┌──
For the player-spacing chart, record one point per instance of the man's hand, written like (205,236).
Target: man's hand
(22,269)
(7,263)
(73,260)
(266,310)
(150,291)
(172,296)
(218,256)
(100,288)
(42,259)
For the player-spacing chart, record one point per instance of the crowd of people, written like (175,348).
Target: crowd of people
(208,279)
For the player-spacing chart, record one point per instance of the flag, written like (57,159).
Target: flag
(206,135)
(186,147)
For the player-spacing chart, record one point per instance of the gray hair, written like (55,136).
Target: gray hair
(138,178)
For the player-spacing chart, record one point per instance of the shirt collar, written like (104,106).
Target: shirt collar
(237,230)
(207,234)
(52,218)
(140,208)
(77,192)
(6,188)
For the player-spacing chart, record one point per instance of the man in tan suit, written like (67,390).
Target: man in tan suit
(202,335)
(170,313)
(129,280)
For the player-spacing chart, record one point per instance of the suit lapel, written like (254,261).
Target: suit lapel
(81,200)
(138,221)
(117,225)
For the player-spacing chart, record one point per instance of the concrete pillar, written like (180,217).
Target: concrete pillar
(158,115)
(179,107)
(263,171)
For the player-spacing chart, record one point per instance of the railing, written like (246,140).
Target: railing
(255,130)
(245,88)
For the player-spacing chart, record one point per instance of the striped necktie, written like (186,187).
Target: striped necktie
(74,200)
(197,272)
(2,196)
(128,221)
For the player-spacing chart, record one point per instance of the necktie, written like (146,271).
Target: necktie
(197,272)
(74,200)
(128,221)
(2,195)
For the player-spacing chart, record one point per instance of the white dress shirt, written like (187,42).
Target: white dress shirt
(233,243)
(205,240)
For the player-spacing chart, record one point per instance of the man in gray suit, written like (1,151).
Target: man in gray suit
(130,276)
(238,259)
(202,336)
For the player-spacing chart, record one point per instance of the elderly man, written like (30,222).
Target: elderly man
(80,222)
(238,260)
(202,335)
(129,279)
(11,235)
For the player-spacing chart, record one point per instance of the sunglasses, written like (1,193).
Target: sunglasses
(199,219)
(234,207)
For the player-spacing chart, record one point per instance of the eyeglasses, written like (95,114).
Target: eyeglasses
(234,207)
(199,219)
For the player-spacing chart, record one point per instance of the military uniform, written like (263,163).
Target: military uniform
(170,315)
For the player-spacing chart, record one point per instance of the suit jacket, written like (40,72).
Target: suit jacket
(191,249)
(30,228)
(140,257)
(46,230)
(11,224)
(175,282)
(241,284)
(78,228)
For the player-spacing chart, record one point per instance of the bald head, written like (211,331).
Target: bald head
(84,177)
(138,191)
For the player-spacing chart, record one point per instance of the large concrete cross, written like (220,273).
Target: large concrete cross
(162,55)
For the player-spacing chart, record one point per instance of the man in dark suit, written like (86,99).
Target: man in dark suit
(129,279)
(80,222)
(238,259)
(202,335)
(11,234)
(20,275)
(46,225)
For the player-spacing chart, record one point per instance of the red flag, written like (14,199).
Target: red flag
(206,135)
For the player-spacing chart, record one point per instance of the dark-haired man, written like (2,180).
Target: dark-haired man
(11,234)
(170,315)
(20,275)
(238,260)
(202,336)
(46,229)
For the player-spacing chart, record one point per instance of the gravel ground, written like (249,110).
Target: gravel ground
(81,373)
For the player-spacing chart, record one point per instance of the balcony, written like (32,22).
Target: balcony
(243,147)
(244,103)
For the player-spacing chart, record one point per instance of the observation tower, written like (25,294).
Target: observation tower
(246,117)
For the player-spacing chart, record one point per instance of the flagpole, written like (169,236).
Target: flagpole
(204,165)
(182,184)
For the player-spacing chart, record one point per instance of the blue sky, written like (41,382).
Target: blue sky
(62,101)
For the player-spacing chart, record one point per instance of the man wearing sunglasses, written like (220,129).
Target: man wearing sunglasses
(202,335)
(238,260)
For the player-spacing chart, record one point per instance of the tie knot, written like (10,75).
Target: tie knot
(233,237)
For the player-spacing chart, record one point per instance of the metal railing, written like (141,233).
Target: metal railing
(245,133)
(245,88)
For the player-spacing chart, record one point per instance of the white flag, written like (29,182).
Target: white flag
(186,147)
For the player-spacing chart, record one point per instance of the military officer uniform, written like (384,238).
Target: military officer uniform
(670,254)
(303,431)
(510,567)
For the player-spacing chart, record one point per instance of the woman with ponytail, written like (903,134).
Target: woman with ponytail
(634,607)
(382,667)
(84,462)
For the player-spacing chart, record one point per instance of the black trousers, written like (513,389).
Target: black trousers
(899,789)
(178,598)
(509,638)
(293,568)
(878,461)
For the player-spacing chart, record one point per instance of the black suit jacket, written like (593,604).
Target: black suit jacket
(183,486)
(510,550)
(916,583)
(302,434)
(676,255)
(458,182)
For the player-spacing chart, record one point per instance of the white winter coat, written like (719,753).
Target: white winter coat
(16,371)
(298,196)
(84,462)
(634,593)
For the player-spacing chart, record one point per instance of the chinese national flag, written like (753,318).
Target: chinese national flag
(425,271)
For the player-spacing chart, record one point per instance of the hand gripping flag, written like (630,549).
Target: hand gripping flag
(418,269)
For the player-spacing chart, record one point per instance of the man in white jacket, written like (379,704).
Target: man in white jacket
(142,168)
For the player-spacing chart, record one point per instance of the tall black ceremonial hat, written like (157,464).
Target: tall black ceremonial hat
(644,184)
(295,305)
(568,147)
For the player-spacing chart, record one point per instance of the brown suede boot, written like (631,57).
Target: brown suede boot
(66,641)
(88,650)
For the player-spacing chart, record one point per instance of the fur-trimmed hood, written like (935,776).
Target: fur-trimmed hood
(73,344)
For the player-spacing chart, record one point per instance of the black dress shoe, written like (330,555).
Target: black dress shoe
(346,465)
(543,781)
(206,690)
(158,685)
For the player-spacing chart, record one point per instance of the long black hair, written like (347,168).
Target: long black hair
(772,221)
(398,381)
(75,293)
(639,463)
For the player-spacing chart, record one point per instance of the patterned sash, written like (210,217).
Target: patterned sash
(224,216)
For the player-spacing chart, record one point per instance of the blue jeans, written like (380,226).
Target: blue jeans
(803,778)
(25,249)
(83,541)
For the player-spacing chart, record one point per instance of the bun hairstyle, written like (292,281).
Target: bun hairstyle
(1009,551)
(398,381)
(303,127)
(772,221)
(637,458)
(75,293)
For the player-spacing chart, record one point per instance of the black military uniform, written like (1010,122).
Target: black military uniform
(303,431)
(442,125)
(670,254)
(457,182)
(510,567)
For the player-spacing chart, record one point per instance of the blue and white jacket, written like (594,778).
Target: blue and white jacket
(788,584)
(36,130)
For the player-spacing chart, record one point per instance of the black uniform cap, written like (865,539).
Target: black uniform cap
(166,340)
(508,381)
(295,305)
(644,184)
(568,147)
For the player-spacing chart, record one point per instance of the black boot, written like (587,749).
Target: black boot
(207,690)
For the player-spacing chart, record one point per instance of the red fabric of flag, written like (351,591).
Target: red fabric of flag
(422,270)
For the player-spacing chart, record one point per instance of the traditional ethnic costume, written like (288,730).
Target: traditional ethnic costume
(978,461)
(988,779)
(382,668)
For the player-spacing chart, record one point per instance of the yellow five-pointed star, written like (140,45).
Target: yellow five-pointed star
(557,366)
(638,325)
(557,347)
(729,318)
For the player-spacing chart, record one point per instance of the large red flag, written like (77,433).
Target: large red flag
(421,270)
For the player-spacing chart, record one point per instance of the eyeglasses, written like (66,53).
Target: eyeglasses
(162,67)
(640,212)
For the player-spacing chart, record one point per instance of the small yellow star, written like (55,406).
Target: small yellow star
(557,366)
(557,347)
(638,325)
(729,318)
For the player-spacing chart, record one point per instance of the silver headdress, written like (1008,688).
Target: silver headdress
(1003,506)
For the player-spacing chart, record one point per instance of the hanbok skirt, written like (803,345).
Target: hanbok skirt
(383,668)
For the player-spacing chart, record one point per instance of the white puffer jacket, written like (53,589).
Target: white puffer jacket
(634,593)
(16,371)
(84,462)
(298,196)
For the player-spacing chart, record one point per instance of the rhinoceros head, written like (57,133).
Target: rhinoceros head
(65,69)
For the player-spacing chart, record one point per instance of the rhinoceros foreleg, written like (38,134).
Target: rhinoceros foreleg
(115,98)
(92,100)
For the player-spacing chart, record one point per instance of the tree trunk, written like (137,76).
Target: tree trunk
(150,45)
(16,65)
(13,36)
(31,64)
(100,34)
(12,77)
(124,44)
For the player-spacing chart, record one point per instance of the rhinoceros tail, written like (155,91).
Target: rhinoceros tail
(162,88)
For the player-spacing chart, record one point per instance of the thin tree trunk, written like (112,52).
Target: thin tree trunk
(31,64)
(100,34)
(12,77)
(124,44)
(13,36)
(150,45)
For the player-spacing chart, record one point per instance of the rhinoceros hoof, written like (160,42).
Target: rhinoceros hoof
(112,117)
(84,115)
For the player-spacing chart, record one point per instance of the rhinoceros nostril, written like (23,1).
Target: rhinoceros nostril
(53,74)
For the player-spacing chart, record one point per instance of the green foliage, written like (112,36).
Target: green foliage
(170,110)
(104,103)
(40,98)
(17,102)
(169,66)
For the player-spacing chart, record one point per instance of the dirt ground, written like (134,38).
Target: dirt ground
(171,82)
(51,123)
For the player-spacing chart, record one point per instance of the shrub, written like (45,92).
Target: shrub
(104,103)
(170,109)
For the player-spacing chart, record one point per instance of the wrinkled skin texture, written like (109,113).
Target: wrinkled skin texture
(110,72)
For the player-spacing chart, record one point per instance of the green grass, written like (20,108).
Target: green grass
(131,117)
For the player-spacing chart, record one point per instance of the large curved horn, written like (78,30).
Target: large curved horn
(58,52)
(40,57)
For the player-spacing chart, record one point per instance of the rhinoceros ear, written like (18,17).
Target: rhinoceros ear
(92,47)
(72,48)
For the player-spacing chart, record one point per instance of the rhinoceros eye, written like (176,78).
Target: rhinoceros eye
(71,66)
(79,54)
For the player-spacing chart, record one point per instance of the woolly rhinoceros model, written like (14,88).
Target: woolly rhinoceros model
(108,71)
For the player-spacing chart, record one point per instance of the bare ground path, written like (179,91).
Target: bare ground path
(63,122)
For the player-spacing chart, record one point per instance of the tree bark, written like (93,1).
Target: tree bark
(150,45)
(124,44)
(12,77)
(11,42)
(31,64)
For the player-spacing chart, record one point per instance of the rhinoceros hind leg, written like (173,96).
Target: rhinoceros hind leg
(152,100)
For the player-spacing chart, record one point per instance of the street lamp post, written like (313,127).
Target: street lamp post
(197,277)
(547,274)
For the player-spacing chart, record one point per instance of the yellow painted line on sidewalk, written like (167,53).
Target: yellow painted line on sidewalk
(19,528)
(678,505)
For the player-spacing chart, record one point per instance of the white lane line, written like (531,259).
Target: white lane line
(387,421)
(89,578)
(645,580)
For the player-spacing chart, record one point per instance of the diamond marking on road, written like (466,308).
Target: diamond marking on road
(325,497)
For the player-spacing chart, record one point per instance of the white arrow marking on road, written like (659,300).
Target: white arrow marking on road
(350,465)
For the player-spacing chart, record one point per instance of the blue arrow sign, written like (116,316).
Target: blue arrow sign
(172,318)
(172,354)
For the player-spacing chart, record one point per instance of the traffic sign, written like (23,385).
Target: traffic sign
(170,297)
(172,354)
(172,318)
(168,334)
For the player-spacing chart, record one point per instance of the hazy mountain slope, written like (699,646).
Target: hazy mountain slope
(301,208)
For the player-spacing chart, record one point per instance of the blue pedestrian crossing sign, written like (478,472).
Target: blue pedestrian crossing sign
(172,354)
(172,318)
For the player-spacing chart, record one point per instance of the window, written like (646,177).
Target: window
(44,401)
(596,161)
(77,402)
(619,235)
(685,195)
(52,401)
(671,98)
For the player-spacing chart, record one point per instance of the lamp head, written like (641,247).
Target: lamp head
└──
[WHAT YOU SHOULD DO]
Copy only this part of the entries above: the line with "Target: gravel ground", the line with "written like (719,753).", and the lines between, all exactly as written.

[REPLY]
Target: gravel ground
(81,373)
For the player-spacing chart, record one point per instance of the balcony, written like (32,22).
Target: balcony
(243,147)
(244,103)
For the player-spacing chart, record one point per instance of the observation tower, written like (25,294).
Target: observation tower
(246,117)
For the player-spacing chart, record one point per instance of the flagpole, written like (169,236).
Target: flagpole
(204,165)
(182,184)
For the player-spacing chart, record one point per instance of the blue sky, written like (41,382).
Target: blue sky
(62,101)
For the player-spacing chart, record one point per instance of the man wearing sunglasses, written like (220,129).
Target: man wearing sunglasses
(202,335)
(238,260)
For the player-spacing chart, record one point per instance of the tie knot, written like (10,75).
Target: tie knot
(233,237)
For the player-spacing chart, record one point per instance of the metal railing, written like (141,233).
Target: metal railing
(245,133)
(245,88)
For the player-spacing chart, record one point per instance of the white flag, written like (29,182).
Target: white flag
(186,147)
For the player-spacing chart, record one point per instance of the military officer uniform, written like (384,238).
Target: military officer uniform
(670,254)
(303,431)
(510,567)
For the player-spacing chart, record one point per instance of the woman with ponytail, written like (903,134).
Target: woman with ponytail
(634,607)
(382,667)
(84,462)
For the player-spacing chart, record one point per instance of the black trousers, written like (513,389).
Target: black trousers
(899,789)
(178,598)
(509,638)
(293,568)
(878,461)
For the player-spacing chart, record one point per instance of the black suit jacket, written like (593,604).
Target: black suit jacket
(183,486)
(510,550)
(916,583)
(302,434)
(676,255)
(458,182)
For the player-spacing chart, record one point per instance of the white winter coat, written like (719,753).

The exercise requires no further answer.